**Excerpted text:**

Mentally ill defendant receives prison sentence for attempted murder
OGDEN — A man who critically injured another man in a downtown Ogden shooting has been sentenced to three years to life in the Utah State Prison.
Cedric Broadnax, 38, who earlier pleaded guilty but mentally ill to first-degree felony attempted murder, was sentenced Thursday in 2nd District Court by Judge Noel Hyde.
Charging documents said that Broadnax accosted a woman on 25th Street and her boyfriend confronted him in the Sept. 13, 2020, incident. The couple walked to a parking lot and Broadnax followed, firing five shots into a parked car containing the couple and two other people.
In a plea bargain, Broadnax pleaded guilty to the attempted murder charge in return for dismissal of five second-degree felony counts of illegal discharge of a firearm and a third-degree felony count of use of a firearm by a restricted person.
The man who was shot submitted a letter to the court in advance of Broadnax’s sentencing, detailing the impact on his life and his family’s. He said he was shot twice in the face and once in his right forearm.
“Two .40-caliber bullets were removed from my brain,” he said. That resulted in some brain tissue being removed. He said he has suffered vision and hearing loss and has been relearning how to communicate and use motor skills.
“I have two metal plates and titanium mesh that holds my skull together,” he said.
Beyond lifelong problems he faces because of the shooting, the man’s family is suffering as well. “My children are terrified,” he said. “They think they are going to be shot in the nighttime.”
Under Utah law allowing pleas of guilty but mentally ill, a sentencing judge may order that a defendant receive mental health treatment at the Utah State Hospital before serving a prison sentence.
Prior to the plea and sentencing, Broadnax’s mental health was evaluated by Utah State Hospital therapists.
Hyde gave Broadnax credit for time served in the Weber County Jail since his arrest and ordered that he complete mental health treatment at the prison. He also ordered Broadnax to have no contact with the shooting victim, who also is an inmate at the prison.

**Brief 1:**
For each statement, say yes or no according to whether it agrees with the Ogden shooting article, and quote the words from the article that decide it: (a) Broadnax was sentenced by Judge Noel Hyde in 2nd District Court. (b) The victim was shot twice in his right forearm. (c) Hyde ordered Broadnax to complete mental health treatment at the Utah State Hospital.
**Brief 2:**
Copy word for word the passage of the Ogden shooting article starting at "In a plea bargain, Broadnax" and ending at "a restricted person.".
The lines after this point are separate material with no connection to the Ogden shooting article.

**Provided records:**
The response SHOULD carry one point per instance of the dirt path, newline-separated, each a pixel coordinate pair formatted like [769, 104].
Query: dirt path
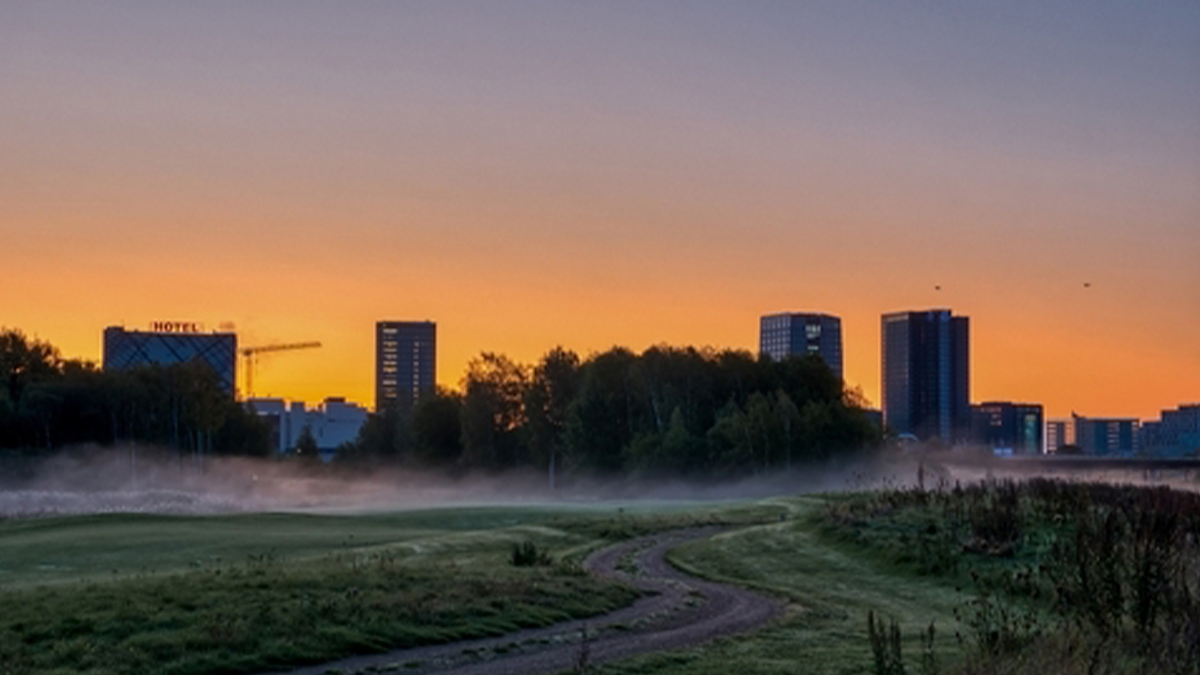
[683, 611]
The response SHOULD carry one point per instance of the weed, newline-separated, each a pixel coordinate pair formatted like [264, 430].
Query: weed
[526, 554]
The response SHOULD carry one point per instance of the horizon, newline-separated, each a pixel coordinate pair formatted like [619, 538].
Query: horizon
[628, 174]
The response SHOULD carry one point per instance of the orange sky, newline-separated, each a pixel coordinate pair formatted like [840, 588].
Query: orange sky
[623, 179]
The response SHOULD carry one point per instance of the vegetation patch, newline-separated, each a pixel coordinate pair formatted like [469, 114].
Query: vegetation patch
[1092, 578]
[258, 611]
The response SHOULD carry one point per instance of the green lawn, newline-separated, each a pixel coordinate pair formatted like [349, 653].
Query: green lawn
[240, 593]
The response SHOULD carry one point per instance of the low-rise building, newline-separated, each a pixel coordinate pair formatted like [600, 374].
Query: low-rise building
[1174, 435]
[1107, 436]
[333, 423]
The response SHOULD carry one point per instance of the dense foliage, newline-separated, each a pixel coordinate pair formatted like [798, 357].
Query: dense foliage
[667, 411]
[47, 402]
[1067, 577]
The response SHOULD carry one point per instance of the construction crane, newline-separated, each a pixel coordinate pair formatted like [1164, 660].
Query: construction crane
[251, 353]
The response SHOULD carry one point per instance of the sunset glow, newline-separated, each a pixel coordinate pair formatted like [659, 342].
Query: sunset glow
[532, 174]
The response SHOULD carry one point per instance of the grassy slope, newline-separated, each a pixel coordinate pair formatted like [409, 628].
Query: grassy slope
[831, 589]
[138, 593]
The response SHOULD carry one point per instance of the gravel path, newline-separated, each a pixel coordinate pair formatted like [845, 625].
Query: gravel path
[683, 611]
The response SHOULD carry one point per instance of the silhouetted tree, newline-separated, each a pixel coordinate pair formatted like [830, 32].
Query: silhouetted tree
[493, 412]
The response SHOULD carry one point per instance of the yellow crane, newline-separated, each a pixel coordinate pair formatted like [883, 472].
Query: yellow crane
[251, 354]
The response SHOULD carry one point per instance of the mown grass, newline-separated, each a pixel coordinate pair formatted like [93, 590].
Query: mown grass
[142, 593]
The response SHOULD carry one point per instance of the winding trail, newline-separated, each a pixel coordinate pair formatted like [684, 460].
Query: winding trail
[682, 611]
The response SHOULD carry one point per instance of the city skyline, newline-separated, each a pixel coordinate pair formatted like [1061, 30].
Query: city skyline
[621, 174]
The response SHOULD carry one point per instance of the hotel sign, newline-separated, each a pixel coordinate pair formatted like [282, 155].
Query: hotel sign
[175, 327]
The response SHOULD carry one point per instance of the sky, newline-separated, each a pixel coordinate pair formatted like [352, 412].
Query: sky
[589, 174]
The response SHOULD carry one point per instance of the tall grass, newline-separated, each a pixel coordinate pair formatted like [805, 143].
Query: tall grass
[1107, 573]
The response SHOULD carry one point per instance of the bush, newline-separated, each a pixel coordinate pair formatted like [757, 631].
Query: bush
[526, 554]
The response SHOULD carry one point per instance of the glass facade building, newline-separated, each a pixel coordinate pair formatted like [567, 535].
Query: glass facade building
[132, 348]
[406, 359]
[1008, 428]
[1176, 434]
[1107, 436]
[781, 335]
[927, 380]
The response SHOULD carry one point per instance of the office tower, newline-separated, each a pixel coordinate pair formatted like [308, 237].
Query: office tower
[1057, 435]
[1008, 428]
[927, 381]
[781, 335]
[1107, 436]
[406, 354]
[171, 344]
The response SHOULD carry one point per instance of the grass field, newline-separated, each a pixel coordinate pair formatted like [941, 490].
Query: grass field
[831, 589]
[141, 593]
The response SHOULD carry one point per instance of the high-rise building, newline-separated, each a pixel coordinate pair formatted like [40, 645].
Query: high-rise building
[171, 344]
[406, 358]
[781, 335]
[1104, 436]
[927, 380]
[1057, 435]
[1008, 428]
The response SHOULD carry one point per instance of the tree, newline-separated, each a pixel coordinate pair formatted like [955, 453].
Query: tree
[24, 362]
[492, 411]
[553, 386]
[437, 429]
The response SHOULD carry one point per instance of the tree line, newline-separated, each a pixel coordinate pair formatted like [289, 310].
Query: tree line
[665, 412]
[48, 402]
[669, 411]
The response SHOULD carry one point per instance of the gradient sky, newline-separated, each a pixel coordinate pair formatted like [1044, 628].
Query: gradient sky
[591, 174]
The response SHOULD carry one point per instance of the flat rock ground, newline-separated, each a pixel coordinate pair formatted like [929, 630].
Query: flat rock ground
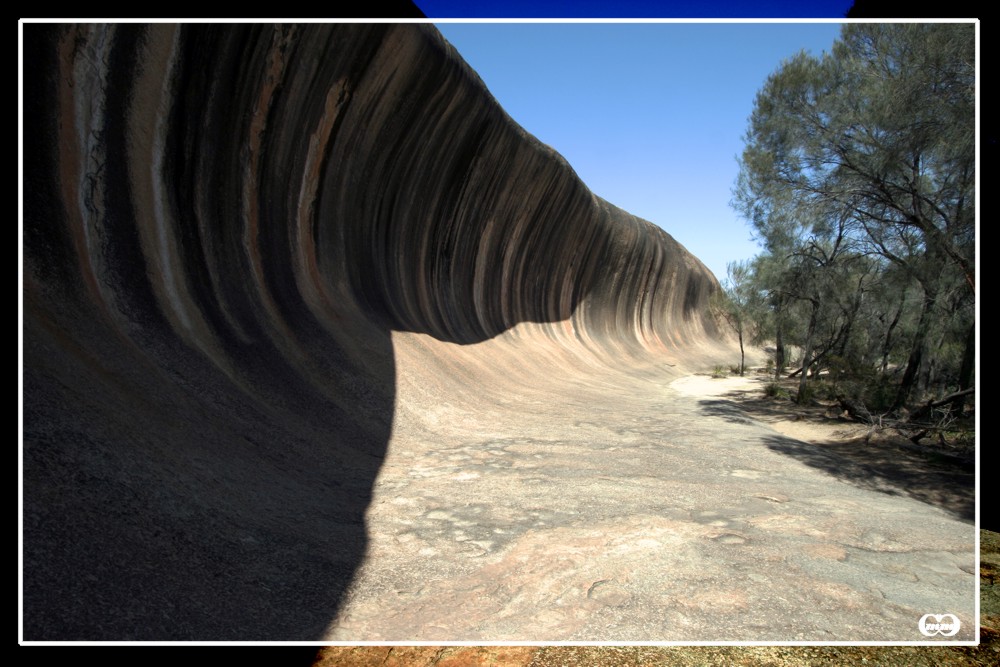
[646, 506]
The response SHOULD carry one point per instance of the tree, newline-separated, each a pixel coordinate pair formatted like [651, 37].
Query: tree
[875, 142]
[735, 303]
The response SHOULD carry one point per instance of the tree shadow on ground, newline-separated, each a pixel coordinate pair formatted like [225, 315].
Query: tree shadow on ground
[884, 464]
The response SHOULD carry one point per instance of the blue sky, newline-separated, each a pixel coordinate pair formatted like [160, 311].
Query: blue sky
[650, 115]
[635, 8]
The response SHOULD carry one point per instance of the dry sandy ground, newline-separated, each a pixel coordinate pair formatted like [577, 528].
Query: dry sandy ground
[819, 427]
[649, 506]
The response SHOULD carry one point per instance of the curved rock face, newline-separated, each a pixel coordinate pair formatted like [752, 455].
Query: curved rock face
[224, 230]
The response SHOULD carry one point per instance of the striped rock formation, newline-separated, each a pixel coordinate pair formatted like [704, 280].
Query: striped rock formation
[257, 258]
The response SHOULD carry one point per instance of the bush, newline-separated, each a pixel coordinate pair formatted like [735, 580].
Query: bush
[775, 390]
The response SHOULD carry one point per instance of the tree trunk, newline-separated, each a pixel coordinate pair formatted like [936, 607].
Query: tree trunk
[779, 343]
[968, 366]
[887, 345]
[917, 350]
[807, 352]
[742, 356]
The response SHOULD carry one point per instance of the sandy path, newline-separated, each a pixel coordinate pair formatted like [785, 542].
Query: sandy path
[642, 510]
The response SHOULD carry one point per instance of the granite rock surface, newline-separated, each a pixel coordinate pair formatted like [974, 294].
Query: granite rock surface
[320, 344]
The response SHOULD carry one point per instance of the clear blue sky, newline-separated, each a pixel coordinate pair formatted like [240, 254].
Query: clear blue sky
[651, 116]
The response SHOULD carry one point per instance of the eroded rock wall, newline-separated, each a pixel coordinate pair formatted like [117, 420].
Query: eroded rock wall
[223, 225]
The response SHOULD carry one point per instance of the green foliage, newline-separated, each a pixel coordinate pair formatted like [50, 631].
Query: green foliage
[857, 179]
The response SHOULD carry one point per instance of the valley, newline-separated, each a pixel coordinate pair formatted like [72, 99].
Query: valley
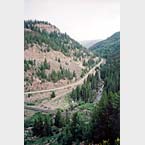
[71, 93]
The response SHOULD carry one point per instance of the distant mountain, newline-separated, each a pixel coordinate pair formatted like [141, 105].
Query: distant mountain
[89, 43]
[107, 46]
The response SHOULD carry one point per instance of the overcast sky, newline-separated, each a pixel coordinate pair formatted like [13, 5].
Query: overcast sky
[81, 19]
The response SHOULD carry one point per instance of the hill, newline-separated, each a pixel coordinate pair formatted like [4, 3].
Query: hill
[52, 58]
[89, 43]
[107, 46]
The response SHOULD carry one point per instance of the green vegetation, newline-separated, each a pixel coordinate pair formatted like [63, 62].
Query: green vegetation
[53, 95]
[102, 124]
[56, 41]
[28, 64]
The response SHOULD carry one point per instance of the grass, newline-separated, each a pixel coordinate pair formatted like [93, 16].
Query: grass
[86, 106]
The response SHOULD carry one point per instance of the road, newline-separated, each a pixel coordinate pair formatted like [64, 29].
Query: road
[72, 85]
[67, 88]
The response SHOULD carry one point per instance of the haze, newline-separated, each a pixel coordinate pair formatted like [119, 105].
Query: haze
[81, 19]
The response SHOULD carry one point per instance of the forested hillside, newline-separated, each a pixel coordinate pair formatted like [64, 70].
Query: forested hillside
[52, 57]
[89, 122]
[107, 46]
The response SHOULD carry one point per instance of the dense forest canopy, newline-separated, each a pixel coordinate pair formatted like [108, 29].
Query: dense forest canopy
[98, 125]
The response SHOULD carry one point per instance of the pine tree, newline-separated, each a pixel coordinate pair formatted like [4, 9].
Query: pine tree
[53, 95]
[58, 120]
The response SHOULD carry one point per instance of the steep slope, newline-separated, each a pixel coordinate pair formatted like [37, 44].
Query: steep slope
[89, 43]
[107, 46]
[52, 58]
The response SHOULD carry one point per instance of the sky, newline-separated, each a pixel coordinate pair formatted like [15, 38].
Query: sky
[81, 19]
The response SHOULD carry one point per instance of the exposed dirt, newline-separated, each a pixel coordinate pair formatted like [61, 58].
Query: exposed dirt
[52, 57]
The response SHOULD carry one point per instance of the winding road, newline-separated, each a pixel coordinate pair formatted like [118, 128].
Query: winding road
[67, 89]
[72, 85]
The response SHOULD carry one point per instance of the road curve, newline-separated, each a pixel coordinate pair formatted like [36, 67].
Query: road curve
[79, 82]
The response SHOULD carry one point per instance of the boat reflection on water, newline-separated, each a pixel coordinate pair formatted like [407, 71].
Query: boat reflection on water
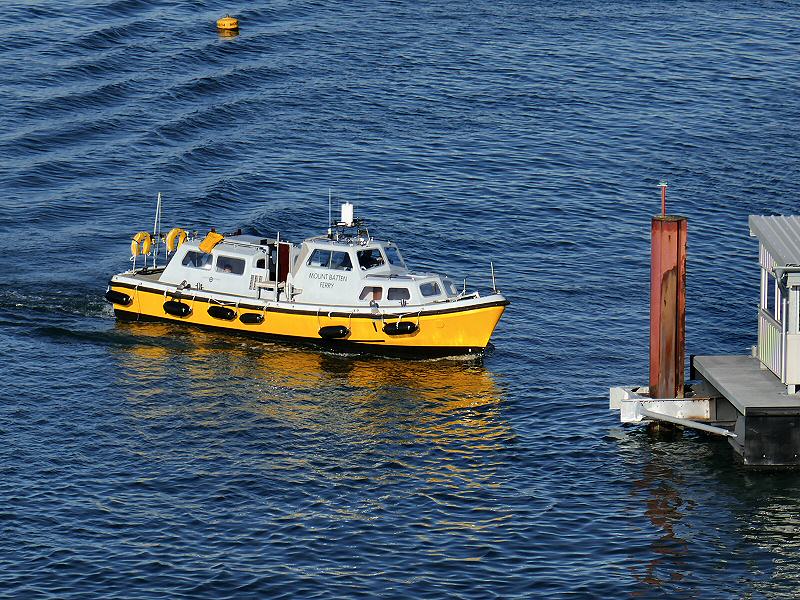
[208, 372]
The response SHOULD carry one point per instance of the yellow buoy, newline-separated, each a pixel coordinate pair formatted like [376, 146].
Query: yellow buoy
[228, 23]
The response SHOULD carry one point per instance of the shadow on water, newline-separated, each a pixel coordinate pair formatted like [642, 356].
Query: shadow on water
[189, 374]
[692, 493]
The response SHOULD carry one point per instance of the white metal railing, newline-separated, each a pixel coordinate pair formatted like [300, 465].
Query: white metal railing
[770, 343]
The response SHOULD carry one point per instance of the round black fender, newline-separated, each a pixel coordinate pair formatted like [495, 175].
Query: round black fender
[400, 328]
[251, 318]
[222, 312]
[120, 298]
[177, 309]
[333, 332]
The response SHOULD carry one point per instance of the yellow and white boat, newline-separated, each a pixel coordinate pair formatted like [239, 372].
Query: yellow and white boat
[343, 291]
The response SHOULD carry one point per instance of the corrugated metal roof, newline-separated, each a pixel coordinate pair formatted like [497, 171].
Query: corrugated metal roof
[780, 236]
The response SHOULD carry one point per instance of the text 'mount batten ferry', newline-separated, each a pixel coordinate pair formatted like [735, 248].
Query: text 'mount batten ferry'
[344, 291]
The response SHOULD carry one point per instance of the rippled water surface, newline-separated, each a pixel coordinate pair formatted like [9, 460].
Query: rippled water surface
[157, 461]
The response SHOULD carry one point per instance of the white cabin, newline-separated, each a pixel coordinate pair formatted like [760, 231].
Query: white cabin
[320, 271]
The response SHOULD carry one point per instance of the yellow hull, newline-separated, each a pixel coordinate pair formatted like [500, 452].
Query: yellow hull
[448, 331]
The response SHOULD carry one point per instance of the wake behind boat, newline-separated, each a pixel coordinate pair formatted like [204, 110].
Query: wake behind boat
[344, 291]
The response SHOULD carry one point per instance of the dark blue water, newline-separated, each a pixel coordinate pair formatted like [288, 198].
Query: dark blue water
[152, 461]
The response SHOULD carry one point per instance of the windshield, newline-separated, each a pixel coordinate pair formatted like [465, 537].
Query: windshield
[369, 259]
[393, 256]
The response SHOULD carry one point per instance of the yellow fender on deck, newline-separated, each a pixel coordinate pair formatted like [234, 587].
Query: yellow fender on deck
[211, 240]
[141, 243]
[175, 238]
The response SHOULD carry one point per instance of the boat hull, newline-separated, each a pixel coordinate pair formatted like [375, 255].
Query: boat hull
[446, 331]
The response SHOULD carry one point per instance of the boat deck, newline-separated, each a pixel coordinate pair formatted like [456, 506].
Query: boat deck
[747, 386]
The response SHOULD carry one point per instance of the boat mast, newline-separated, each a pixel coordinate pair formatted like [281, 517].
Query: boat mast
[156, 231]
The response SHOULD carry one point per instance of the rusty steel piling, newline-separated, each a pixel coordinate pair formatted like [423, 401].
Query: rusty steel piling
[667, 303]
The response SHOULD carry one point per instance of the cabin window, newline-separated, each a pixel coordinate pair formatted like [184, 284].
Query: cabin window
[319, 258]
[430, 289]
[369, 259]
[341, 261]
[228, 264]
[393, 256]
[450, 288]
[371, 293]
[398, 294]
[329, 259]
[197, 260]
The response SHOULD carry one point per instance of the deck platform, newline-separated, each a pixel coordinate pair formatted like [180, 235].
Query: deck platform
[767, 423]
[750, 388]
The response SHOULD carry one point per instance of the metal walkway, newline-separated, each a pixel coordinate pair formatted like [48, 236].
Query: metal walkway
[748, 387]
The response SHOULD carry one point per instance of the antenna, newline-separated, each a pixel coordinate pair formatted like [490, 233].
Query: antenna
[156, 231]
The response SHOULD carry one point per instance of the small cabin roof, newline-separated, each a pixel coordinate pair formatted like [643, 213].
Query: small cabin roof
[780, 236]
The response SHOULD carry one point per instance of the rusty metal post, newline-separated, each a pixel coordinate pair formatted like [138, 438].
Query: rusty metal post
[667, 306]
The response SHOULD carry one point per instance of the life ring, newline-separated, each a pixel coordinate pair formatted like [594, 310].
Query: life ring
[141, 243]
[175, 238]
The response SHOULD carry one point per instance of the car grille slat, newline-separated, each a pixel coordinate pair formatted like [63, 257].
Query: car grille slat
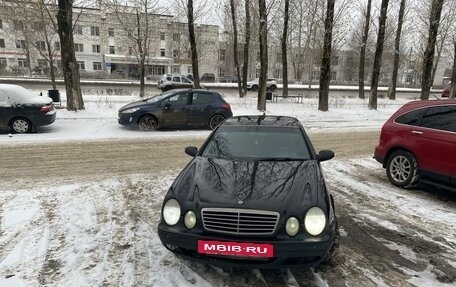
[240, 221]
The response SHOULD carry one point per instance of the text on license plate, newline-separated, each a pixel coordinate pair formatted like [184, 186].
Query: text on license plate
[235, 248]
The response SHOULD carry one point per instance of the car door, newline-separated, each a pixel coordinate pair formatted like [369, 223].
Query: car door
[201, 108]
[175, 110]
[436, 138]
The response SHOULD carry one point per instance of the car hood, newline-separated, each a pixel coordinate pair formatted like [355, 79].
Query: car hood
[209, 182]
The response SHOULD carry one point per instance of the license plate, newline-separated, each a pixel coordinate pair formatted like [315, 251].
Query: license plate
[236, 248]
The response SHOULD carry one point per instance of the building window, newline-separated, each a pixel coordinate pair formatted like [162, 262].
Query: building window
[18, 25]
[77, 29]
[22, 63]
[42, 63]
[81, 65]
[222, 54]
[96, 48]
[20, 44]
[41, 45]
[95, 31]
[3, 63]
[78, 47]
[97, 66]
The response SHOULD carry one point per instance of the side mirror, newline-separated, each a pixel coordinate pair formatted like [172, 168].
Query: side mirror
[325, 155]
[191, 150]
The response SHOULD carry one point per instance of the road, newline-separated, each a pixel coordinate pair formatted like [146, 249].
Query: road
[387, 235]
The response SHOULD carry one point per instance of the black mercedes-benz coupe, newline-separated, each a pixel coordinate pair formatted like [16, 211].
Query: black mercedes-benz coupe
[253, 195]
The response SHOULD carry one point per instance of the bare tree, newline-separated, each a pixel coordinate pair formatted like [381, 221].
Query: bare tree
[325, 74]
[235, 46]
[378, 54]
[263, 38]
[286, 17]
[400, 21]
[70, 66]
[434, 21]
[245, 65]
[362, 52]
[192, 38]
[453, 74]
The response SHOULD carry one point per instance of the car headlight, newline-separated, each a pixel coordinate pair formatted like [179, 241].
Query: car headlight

**Final answer 1:**
(a) Yes: "was sentenced Thursday in 2nd District Court by Judge Noel Hyde."
(b) No: "he was shot twice in the face and once in his right forearm."
(c) No: "ordered that he complete mental health treatment at the prison."

**Final answer 2:**
In a plea bargain, Broadnax pleaded guilty to the attempted murder charge in return for dismissal of five second-degree felony counts of illegal discharge of a firearm and a third-degree felony count of use of a firearm by a restricted person.